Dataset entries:
__________________________________________________
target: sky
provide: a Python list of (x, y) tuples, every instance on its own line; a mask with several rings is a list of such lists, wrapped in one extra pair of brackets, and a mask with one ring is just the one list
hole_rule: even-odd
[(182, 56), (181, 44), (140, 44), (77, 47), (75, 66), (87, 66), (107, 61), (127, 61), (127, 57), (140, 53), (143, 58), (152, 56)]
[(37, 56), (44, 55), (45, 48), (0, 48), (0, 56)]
__________________________________________________
→ **TO DO**
Would you give the material above again, complete and exact?

→ **TASK SOLUTION**
target: sky
provide: a Python list of (x, y) tuples, every instance on its own line; a mask with several rings is a list of such lists, wrapped in one extra pair of brackets, and a mask with one ring is just the one list
hole_rule: even-odd
[(182, 56), (181, 44), (140, 44), (77, 47), (75, 66), (87, 66), (107, 61), (127, 61), (127, 57), (140, 53), (143, 58), (152, 56)]
[(37, 56), (44, 55), (45, 48), (0, 48), (0, 56)]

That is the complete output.